Armed with axes and shovels, Cal Fire personnel headed out on the morning of Sept. 10, to find out what might be killing off a group of trees in a heavily wooded area of Bear Valley.

Officials thought the may have a serious infestation of the dreaded bark beetle, but what they discovered was something natural but just as destructive -- a grove of Jeffery Pines succumbing to black pineleaf scale and a severe case of Armillaria.

The small sucking insects and the fungus were infecting more than a dozen trees situated on a piece of land just off Deertrail Road about 1,000 feet above the valley floor.

"The scales latch onto the pine needles, removing sap and injecting toxic enzymes," said Kim Camilli, a Cal Fire Forest Pest Specialist who traveled from San Luis Obispo to inspect the trees in Bear Valley. "If the infestation is severe enough, it sucks off all the juices from the tree, which can eventually kill it."

Although deadly, Camilli said the scale is not uncommon and infestations are generally localized.

"But if environmental conditions are right," she added. "The dry weather and dust can help the bugs migrate from tree to tree."

Those types of conditions have been known to cause serious outbreaks. However, infestations can reduced by washing down trees with water or by properly timed insecticidal sprays.

Meanwhile, the Armillaria, like other root rots, causes loss of roots and may cause trees to fall over, even when the tree is still carrying green pine needles.

The native fungus was identified by Camilli and Cal Fire Assistant Chief Frank Spandler by a white colored vein of rot growing inside the bark of some of the trees they examined on Tuesday.

Touring the area last month, Spandler said he initially thought Hetrobasidion annosum might be spreading through the soil in the area after he spotted a large decaying tree stump and several surrounding trees that were dead or dying.

Annosum is a parasite and a saprophyte which attacks trees killing them before living in the stumps for up to 50 years or more. It then travels through the roots to other trees.

Experts say that prevention is the best strategy for controlling annosum, such as immediately dosing freshly cut stumps with an industrial grade borax called "Sporax," to prevent the establishment of annosum spores.

And while the two problems identified on Tuesday were not as alarming as originally expected, there 's still cause for concern.

###

**Work instructions**
- A) In the article on the dying Bear Valley pines, where did Cal Fire Forest Pest Specialist Kim Camilli travel from to inspect the trees?
- B) Continue the article on the dying Bear Valley pines from its final sentence.

###

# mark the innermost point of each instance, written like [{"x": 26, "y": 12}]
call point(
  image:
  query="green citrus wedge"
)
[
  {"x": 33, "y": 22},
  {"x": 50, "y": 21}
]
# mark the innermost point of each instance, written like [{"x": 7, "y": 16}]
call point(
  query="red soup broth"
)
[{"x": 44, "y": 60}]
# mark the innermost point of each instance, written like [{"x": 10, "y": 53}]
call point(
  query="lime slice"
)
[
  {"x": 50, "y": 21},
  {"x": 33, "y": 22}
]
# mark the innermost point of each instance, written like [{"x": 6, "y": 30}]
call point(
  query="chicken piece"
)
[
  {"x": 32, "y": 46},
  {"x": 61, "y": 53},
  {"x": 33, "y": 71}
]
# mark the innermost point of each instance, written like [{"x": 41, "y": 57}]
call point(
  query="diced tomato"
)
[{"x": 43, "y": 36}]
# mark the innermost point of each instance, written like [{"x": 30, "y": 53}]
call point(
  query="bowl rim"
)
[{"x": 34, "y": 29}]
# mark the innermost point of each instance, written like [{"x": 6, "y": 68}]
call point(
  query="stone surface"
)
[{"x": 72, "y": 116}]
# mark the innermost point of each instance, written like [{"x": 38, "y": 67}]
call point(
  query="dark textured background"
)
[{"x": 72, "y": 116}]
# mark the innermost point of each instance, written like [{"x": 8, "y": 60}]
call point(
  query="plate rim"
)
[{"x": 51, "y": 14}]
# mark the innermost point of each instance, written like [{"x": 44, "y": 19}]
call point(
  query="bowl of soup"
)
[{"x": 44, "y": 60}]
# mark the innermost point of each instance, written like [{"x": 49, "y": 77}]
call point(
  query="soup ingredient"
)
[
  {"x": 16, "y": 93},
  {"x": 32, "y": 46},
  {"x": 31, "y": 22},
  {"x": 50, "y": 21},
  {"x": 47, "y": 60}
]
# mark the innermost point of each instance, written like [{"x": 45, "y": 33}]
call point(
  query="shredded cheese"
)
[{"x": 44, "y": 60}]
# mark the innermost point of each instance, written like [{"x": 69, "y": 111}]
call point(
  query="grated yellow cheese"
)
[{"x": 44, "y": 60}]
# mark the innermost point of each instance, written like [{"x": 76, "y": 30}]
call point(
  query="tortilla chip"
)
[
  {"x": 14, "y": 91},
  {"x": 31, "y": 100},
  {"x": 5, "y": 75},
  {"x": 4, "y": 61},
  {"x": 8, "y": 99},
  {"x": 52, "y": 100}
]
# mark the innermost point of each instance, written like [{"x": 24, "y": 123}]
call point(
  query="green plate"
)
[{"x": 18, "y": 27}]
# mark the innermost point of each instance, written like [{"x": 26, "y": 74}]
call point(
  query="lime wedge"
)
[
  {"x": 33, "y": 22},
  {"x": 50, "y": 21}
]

###

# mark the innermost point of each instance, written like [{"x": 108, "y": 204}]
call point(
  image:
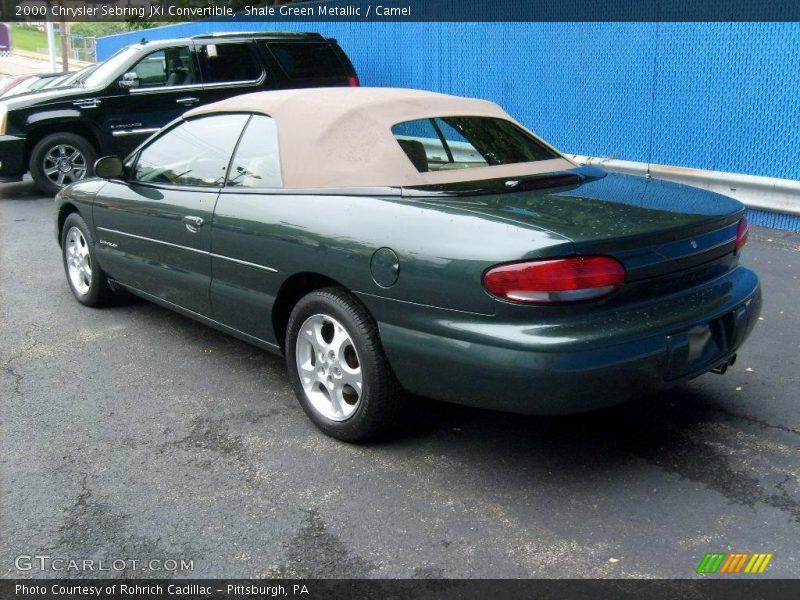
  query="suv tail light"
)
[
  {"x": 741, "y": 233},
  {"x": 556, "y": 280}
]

###

**Answers to this exercise**
- A) San Luis Obispo

- B)
Al Thibodeau, a certified arborist who contracts with the community service district to find and tag dying or dead trees in Bear Valley said, both conditions discovered can severely weaken trees, making them susceptible to bark beetles.

"Because of dry conditions and no natural clearing by fires, this year's beetle infestation is worse than last," he said. "If the tree is healthy they can push the beetles out with sap, if not, they kill it."

According to Thibodeau, there were an estimated 57 trees in Bear Valley as of Sept. 1, that were tagged for beetle infestation.

Those trees will eventfully need to be felled and removed by the property owner at their expense.

However, Thibodeau said there are solutions for those wanting to save their trees, and if not too far gone, a systemic insecticide can cure a dying tree, but it is expensive -- up to $500 per tree -- and it's not guaranteed to work.

"By the time you notice the tree has a problem, the vascular system of the tree is already compromised," he said.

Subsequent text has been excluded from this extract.